=== Stored records ===

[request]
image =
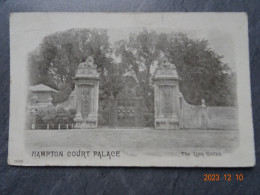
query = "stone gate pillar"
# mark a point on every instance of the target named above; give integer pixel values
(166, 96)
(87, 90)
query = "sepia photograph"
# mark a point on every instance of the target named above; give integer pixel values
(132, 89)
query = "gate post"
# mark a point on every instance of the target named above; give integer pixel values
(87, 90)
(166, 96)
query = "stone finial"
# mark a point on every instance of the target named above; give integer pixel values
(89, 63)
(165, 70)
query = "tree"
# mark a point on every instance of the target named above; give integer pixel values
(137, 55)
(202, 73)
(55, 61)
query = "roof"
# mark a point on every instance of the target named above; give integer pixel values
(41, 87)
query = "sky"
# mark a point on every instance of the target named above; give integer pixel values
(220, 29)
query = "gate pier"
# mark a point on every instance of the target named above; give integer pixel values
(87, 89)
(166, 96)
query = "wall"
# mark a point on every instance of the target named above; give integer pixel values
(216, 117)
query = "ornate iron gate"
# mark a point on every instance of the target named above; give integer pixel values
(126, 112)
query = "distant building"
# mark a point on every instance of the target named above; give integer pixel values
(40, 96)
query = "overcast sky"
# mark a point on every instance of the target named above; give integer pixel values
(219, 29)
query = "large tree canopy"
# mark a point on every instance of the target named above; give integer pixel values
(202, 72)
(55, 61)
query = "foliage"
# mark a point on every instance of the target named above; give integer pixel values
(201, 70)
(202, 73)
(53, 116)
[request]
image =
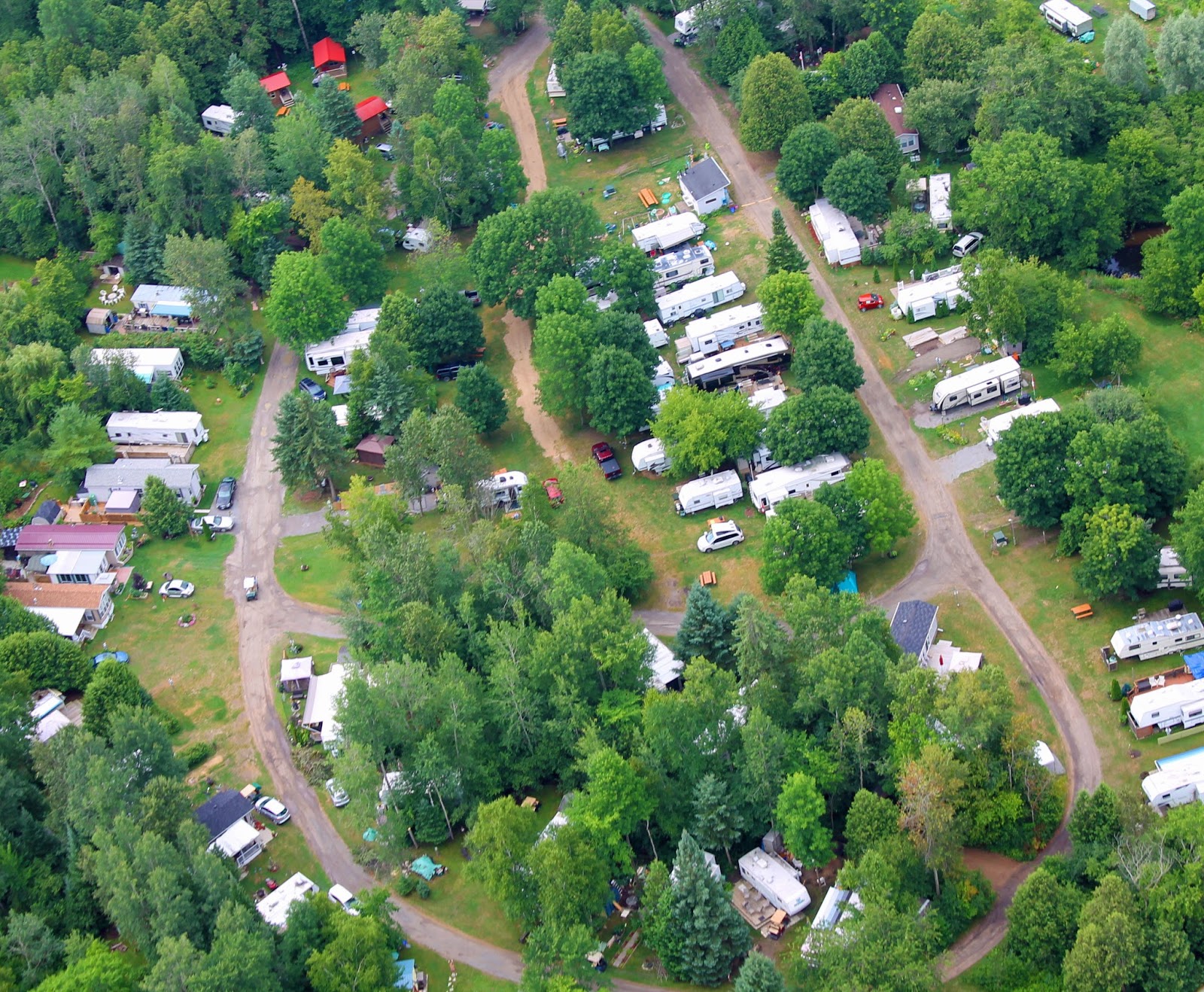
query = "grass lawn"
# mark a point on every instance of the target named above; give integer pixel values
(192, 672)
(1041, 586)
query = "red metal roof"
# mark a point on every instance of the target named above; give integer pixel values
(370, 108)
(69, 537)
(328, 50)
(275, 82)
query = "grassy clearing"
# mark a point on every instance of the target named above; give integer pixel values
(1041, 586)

===

**Aim of the exercise:** Set down every entry word for word, but omit the pictures.

**Result below:**
[request]
image =
query = "stone gate pillar"
# mark a point on every instance of the target named above; give integer pixel values
(166, 96)
(87, 90)
query = "sepia photograph"
# mark a point on every instance of the target named above; give integer pixel values
(132, 89)
query = "gate post"
# mark a point on every instance of the target named above; give integer pixel values
(87, 90)
(166, 96)
query = "stone finial"
# mark a point on every instance of the target named above; give integer pixel values
(89, 63)
(165, 70)
query = "tree"
# mark a point on every instance of the target named above; give integer pixel values
(137, 55)
(202, 73)
(55, 61)
query = "roof"
# mark a point on every instance of the target named above; give integer pixel values
(41, 87)
query = "sky"
# mark a point on every instance of the target named above; give integer pixel values
(220, 29)
query = "gate pier"
# mark a point on every instance of the target named above; give integer pixel values
(87, 89)
(166, 96)
query = "wall"
# mark a point on every instance of the target named above; give integer pixel values
(216, 117)
query = "ornate iron gate"
# mark a point on every instance of the target named above; give integer pixel values
(126, 112)
query = "distant building"
# mark a point on every instance of the target named above; give integer pixel values
(40, 96)
query = "overcast sky"
# mark a point on every instance of the target named above; give integer pixel values
(219, 29)
query = "large tree canopy"
# mark a point on every instance of the target named above; give integer pixel values
(202, 72)
(55, 61)
query = "foliage"
# mark a point on every instance of the target named above; give integer pixel values
(201, 70)
(202, 73)
(53, 116)
[request]
image =
query = "grass lawn"
# mark a point on every instance of the target named above; give integer pixel values
(192, 672)
(1041, 586)
query = "red metal roof"
# mark a point on every instance of the target named above; give integer pixel values
(370, 108)
(69, 537)
(328, 50)
(275, 82)
query = "grassy clearing"
# mark a point on every instance of the target named above; give integer pixel values
(1041, 586)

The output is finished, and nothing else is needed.